(Data provided begins)
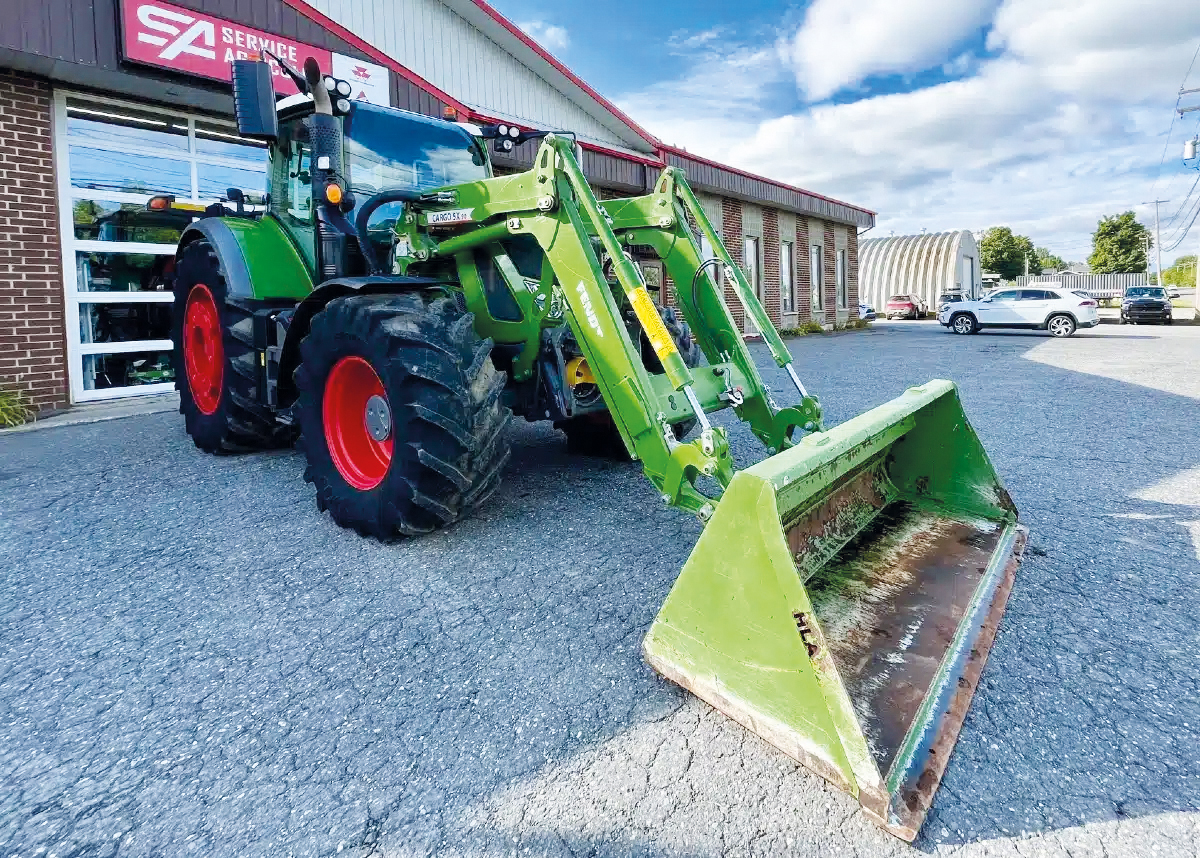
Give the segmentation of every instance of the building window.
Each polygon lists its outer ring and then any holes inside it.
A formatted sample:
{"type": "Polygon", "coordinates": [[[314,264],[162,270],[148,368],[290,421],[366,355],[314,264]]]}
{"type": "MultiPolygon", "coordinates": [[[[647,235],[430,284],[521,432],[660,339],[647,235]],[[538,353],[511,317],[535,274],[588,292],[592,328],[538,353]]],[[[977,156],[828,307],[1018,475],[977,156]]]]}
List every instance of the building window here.
{"type": "Polygon", "coordinates": [[[839,310],[845,310],[850,302],[850,290],[846,287],[846,250],[837,252],[834,268],[834,282],[837,284],[837,305],[839,310]]]}
{"type": "Polygon", "coordinates": [[[783,313],[796,311],[796,298],[792,293],[792,243],[779,245],[779,309],[783,313]]]}
{"type": "Polygon", "coordinates": [[[171,275],[194,215],[146,201],[265,191],[266,147],[230,121],[64,92],[54,145],[71,398],[173,390],[171,275]]]}
{"type": "Polygon", "coordinates": [[[812,308],[815,313],[817,310],[825,309],[825,257],[824,248],[819,244],[809,245],[808,248],[808,265],[809,271],[812,272],[812,308]]]}
{"type": "MultiPolygon", "coordinates": [[[[750,289],[753,291],[754,297],[758,298],[759,301],[762,301],[762,280],[759,277],[760,266],[758,264],[758,239],[747,238],[745,243],[742,245],[742,249],[745,252],[745,256],[743,258],[745,259],[744,269],[746,272],[746,282],[750,284],[750,289]]],[[[758,328],[754,327],[754,323],[750,320],[749,313],[745,314],[745,325],[743,330],[747,334],[758,333],[758,328]]]]}

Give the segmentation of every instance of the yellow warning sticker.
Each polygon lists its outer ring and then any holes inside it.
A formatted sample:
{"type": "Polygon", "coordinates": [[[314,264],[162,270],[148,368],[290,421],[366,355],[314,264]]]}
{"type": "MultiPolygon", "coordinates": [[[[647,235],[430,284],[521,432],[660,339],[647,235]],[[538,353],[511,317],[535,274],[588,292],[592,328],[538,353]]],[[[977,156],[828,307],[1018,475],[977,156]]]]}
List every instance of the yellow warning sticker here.
{"type": "Polygon", "coordinates": [[[658,315],[658,308],[654,306],[654,301],[651,300],[646,287],[639,286],[634,289],[629,296],[629,303],[633,305],[633,312],[637,315],[638,321],[642,323],[646,339],[650,340],[650,348],[654,349],[658,359],[665,365],[667,358],[676,353],[675,341],[671,339],[670,331],[663,324],[662,317],[658,315]]]}

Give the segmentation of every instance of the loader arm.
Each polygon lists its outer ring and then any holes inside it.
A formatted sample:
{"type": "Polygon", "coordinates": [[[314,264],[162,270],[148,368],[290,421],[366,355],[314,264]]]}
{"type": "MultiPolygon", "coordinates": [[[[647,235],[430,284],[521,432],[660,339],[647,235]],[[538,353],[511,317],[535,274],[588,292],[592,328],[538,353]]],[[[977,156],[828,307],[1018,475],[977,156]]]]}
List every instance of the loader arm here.
{"type": "MultiPolygon", "coordinates": [[[[494,246],[506,236],[532,236],[554,273],[567,322],[621,438],[642,462],[664,502],[688,509],[702,520],[715,512],[720,493],[733,476],[733,462],[726,433],[708,422],[709,413],[733,407],[770,453],[790,446],[796,429],[820,427],[820,405],[814,397],[802,394],[797,408],[775,406],[713,280],[704,272],[700,247],[687,226],[689,213],[713,247],[719,248],[718,259],[727,276],[732,272],[735,293],[769,337],[776,361],[790,369],[791,356],[679,171],[664,171],[652,194],[601,204],[575,160],[571,141],[548,135],[529,172],[459,185],[454,194],[456,211],[469,206],[470,226],[434,238],[430,224],[437,224],[438,218],[426,211],[406,219],[402,246],[411,248],[412,259],[418,261],[453,259],[460,279],[477,284],[475,250],[494,246]],[[643,366],[593,239],[611,259],[621,297],[636,315],[662,373],[649,373],[643,366]],[[641,271],[626,254],[626,246],[633,244],[653,247],[677,283],[691,284],[686,297],[681,297],[681,309],[708,366],[693,373],[684,363],[641,271]],[[700,422],[699,437],[676,440],[671,424],[693,417],[700,422]],[[714,481],[709,494],[696,487],[701,477],[714,481]]],[[[409,262],[398,260],[399,268],[405,270],[409,262]]],[[[472,296],[467,300],[470,304],[472,296]]],[[[495,333],[503,330],[503,323],[493,320],[479,324],[485,333],[489,325],[496,326],[495,333]]]]}

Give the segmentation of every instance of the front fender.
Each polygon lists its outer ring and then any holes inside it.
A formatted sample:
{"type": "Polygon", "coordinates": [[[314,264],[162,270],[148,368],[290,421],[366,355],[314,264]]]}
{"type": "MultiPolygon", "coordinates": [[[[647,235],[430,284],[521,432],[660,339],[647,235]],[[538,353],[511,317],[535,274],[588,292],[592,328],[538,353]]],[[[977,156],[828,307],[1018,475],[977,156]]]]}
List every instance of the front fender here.
{"type": "Polygon", "coordinates": [[[202,218],[183,231],[176,259],[200,240],[216,251],[232,297],[301,301],[313,291],[312,272],[273,217],[202,218]]]}

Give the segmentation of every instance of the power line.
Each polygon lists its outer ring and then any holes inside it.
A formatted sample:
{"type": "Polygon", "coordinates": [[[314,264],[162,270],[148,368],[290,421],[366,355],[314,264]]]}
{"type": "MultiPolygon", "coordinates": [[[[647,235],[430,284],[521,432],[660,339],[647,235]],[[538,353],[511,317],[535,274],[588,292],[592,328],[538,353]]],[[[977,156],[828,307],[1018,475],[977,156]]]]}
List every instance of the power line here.
{"type": "Polygon", "coordinates": [[[1188,230],[1190,230],[1192,228],[1192,224],[1194,224],[1196,222],[1197,214],[1200,214],[1200,199],[1198,199],[1196,201],[1196,203],[1188,211],[1188,213],[1186,215],[1184,215],[1184,219],[1188,221],[1188,225],[1183,226],[1181,223],[1179,226],[1175,227],[1174,230],[1172,230],[1171,235],[1167,236],[1167,241],[1172,241],[1172,240],[1175,241],[1175,243],[1173,245],[1171,245],[1171,247],[1166,248],[1168,253],[1170,253],[1172,250],[1174,250],[1176,247],[1178,247],[1180,244],[1182,244],[1183,240],[1185,238],[1187,238],[1188,230]]]}
{"type": "Polygon", "coordinates": [[[1176,218],[1179,217],[1180,213],[1188,207],[1188,204],[1192,201],[1192,193],[1196,190],[1197,185],[1200,185],[1200,174],[1196,175],[1196,181],[1192,182],[1191,188],[1188,189],[1187,196],[1184,198],[1183,202],[1179,204],[1179,208],[1175,210],[1175,214],[1171,215],[1163,223],[1163,229],[1170,229],[1171,224],[1173,224],[1176,218]]]}
{"type": "Polygon", "coordinates": [[[1183,235],[1179,236],[1179,240],[1176,241],[1174,244],[1172,244],[1170,247],[1166,248],[1167,253],[1170,253],[1172,250],[1175,250],[1176,248],[1178,248],[1179,245],[1183,244],[1183,240],[1188,237],[1188,233],[1191,232],[1192,227],[1196,223],[1197,215],[1200,215],[1200,206],[1196,207],[1196,211],[1192,214],[1191,223],[1189,223],[1187,225],[1187,229],[1185,229],[1183,231],[1183,235]]]}
{"type": "Polygon", "coordinates": [[[1179,82],[1179,94],[1175,96],[1175,107],[1171,109],[1171,124],[1167,127],[1167,139],[1163,141],[1162,156],[1158,159],[1158,170],[1154,173],[1154,184],[1151,190],[1157,190],[1158,180],[1162,178],[1163,164],[1167,162],[1167,149],[1171,145],[1171,132],[1175,130],[1175,119],[1179,116],[1179,99],[1183,97],[1183,90],[1187,86],[1188,78],[1191,77],[1192,68],[1196,65],[1196,57],[1200,57],[1200,42],[1196,44],[1196,52],[1192,54],[1192,61],[1188,63],[1187,71],[1183,73],[1183,80],[1179,82]]]}

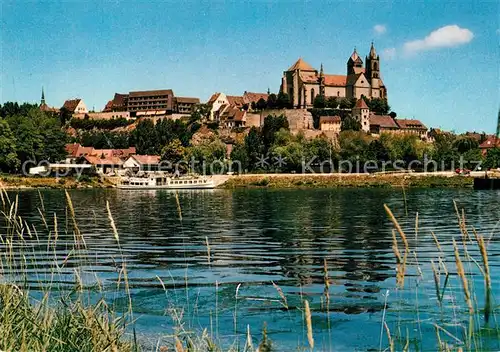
(Data provided ends)
Exercise - Provide the number of lines above containing "segmentation" and nothing else.

Result for this task - 5